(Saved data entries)
───

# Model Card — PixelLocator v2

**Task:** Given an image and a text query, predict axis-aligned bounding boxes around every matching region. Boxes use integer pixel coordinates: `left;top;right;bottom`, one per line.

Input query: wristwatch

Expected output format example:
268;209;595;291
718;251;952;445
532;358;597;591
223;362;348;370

───

*What this task involves*:
Set down exactly, and only, the lines from the one with "268;209;595;291" to the final line of the data.

*Worked solution*:
268;209;595;291
718;251;952;445
532;358;597;591
223;362;348;370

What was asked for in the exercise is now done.